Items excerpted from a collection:

══════

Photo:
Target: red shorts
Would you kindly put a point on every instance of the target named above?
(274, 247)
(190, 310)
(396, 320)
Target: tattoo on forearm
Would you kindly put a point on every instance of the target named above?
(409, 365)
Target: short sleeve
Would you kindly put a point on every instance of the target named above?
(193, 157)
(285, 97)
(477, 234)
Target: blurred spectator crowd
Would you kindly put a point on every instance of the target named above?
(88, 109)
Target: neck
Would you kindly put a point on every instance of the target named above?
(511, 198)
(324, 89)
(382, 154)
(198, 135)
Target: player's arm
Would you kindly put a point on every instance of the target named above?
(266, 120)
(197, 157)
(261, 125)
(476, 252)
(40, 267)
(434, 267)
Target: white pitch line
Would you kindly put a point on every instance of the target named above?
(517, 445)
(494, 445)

══════

The task
Return every line of the items above verbatim, from the first line to the last.

The answer
Photo:
Target: red shorts
Would you kindly put a point on every instance of the target named above?
(274, 247)
(190, 310)
(396, 320)
Target: tattoo on forearm
Would you kindly put a point on every instance of the target named above?
(409, 365)
Target: short sleeve
Would you kindly put a point on every instance of the target named above?
(193, 157)
(285, 97)
(477, 234)
Target: blurred spectator crowd
Would you kindly put a point on every instance of the target named above?
(88, 109)
Target: neck
Would you kindly put a point on every instance of the target named above?
(511, 198)
(324, 89)
(382, 154)
(198, 135)
Target: player's arm
Would you kindly put a point on every instance of the target named above?
(266, 120)
(197, 157)
(261, 125)
(476, 252)
(40, 267)
(434, 267)
Target: white pitch line
Would you kindly put a point on every instance of the target named above?
(517, 445)
(494, 445)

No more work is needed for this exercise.